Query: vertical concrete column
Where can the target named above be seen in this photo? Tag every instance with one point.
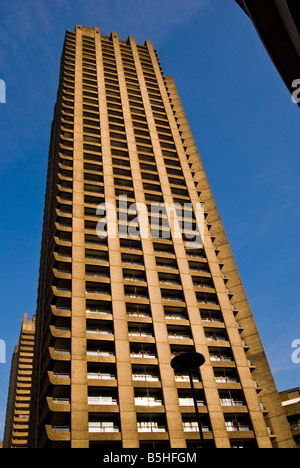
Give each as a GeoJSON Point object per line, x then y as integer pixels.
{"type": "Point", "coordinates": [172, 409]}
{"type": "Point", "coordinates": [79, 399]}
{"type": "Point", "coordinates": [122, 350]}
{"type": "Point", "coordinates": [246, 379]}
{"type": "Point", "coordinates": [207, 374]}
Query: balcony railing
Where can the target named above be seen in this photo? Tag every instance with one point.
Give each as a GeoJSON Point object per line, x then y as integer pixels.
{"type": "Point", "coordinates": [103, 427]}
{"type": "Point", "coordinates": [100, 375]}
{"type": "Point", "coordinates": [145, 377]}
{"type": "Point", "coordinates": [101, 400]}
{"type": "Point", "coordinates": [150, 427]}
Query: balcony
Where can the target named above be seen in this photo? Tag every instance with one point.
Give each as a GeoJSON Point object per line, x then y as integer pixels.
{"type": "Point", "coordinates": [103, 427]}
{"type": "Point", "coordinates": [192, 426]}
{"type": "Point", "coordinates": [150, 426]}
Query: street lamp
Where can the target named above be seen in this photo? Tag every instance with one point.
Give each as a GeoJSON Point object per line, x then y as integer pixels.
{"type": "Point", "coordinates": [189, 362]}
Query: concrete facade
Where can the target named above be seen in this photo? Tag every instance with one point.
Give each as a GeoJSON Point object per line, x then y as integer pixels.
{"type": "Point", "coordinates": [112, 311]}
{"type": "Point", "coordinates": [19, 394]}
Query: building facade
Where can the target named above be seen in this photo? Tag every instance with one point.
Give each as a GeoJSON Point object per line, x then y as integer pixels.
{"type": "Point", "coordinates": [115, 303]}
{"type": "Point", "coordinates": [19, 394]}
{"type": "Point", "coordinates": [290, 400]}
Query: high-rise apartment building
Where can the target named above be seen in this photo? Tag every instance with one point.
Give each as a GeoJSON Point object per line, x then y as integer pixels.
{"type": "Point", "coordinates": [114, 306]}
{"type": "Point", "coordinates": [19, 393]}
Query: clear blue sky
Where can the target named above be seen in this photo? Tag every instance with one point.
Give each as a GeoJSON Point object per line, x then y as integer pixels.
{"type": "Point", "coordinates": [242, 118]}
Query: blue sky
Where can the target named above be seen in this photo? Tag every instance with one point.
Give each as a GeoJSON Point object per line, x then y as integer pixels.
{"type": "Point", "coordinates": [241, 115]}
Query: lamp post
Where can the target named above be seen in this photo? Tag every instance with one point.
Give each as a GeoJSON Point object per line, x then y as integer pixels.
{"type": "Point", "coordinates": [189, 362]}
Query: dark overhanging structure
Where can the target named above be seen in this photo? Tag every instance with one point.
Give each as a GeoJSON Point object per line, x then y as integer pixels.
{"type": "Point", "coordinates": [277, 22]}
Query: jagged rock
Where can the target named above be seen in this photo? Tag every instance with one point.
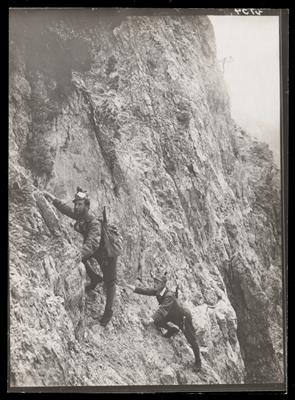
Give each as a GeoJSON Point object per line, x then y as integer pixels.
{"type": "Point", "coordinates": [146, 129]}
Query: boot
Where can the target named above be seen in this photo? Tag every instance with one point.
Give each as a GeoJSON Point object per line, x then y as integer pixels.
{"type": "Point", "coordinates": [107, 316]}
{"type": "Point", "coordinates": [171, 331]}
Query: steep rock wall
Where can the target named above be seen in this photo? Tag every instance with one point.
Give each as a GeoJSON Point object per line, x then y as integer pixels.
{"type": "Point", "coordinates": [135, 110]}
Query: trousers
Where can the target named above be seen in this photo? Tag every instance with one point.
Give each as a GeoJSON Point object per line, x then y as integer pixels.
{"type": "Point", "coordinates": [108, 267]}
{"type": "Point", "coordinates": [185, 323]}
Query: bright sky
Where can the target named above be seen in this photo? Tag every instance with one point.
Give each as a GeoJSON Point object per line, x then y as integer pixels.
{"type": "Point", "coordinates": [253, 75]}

++++

» **To do**
In your copy, leave out the pictures and reproduce the material above exactly.

» **Answer to the problem**
Query: vertical concrete column
Where can the target named above be seen in this photo? Tag every instance with one point.
Give each as a GeoJSON Point object per line, x then y as integer pixels.
{"type": "Point", "coordinates": [172, 409]}
{"type": "Point", "coordinates": [79, 399]}
{"type": "Point", "coordinates": [122, 350]}
{"type": "Point", "coordinates": [246, 379]}
{"type": "Point", "coordinates": [207, 374]}
Query: balcony railing
Where can the target named above be seen in this photo? Tag every instance with one point.
Give each as a GeoJSON Point object per line, x then y as integer pixels.
{"type": "Point", "coordinates": [103, 427]}
{"type": "Point", "coordinates": [100, 375]}
{"type": "Point", "coordinates": [145, 377]}
{"type": "Point", "coordinates": [101, 400]}
{"type": "Point", "coordinates": [150, 427]}
Query: balcony
Where can the target named above be seen in this photo? Tag every instance with one point.
Give each as a GeoJSON Point object per line, x then y as integer pixels.
{"type": "Point", "coordinates": [103, 427]}
{"type": "Point", "coordinates": [192, 426]}
{"type": "Point", "coordinates": [150, 426]}
Query: street lamp
Where can the target named above be seen in this photo? Tag every instance with one point.
Give each as a GeoJSON Point object per line, x then y as integer pixels.
{"type": "Point", "coordinates": [189, 362]}
Query: concrete facade
Where can the target named above be seen in this photo? Tag every instance with one point.
Give each as a GeoJSON Point object per line, x then y as integer pixels.
{"type": "Point", "coordinates": [112, 311]}
{"type": "Point", "coordinates": [19, 394]}
Query: building facade
Where can the target named above be seen in this photo? Tag every instance with one point.
Give each as a GeoJSON Point object per line, x then y as integer pixels.
{"type": "Point", "coordinates": [115, 303]}
{"type": "Point", "coordinates": [19, 394]}
{"type": "Point", "coordinates": [290, 400]}
Query: high-rise apartment building
Where can the target named above be seen in this photo? Tag every instance with one point.
Give each as a GeoJSON Point object per line, x then y as integer pixels.
{"type": "Point", "coordinates": [114, 306]}
{"type": "Point", "coordinates": [19, 393]}
Query: clear blue sky
Where can the target named above be seen in this photo? Tag every instance with one point.
Give each as a GeoJSON Point object per line, x then y as integer pixels.
{"type": "Point", "coordinates": [242, 118]}
Query: blue sky
Where can the target named above be seen in this photo? Tag every instance with one point.
Give each as a GeoJSON Point object per line, x then y as integer pixels.
{"type": "Point", "coordinates": [241, 115]}
Query: lamp post
Where can the target named above be seen in this photo? Tag every instance with one point.
Give each as a GeoJSON Point object per line, x then y as integer pixels.
{"type": "Point", "coordinates": [189, 362]}
Query: dark overhanging structure
Where can the target named above be seen in this photo? Tag every instance with one point.
Give each as a GeoJSON Point object per line, x then y as integer pixels.
{"type": "Point", "coordinates": [277, 22]}
Query: jagged rock
Where can the target named above be seen in this photo? Tag every instance with one point.
Give each as a GeoJSON Point object per line, x then y as integer pixels.
{"type": "Point", "coordinates": [146, 129]}
Query: boot
Where can the target named above be seen in this photo? Tag every instance with one point.
Give each as a GeoJSON Point object per line, x then y as integer pixels.
{"type": "Point", "coordinates": [107, 316]}
{"type": "Point", "coordinates": [171, 331]}
Query: steep rock wall
Where can the target named above be seen in this photo? Tag every instance with one point.
Give each as a GeoJSON Point object per line, x then y as integer pixels.
{"type": "Point", "coordinates": [135, 110]}
Query: trousers
Where can the target named above be seen in this photo? Tag every instance with one point.
Give each as a GeoJSON Point object per line, x then y as integer pixels.
{"type": "Point", "coordinates": [108, 267]}
{"type": "Point", "coordinates": [185, 323]}
Query: bright sky
Where can the target named above be seen in this photo? Tag every instance with one point.
Give each as a GeoJSON Point object per line, x then y as integer pixels.
{"type": "Point", "coordinates": [253, 75]}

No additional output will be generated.